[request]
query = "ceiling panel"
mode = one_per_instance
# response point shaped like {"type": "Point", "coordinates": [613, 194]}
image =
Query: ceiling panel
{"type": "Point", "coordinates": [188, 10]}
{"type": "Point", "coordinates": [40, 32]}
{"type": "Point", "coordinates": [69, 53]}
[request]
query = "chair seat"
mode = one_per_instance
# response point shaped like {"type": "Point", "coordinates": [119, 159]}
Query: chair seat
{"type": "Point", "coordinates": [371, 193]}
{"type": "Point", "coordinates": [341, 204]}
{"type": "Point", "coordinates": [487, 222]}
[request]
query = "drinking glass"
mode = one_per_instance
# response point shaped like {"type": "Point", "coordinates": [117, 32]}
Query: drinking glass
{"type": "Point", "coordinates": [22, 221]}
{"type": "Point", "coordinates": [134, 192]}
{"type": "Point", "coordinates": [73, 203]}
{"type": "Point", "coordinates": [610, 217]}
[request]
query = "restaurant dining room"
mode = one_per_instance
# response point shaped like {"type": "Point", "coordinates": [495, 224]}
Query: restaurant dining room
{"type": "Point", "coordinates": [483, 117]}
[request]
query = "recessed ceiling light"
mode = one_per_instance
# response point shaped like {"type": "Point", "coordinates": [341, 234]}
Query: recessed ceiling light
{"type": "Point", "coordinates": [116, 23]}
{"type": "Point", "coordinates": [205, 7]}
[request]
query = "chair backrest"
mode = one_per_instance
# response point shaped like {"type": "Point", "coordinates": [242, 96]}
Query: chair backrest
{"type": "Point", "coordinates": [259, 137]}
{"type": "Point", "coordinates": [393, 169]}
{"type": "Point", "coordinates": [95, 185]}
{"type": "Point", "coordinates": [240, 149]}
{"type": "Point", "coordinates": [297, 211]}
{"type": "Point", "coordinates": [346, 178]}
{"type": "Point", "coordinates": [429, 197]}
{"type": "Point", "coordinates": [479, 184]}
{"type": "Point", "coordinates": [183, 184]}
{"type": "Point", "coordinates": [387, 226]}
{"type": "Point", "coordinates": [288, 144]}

════════════════

### TASK BRIEF
Can you show every line of the material above that contains the word "restaurant"? Uppercase and lowercase count as different.

### RESULT FOR THIS TASK
query = "restaurant dining room"
Query: restaurant dining room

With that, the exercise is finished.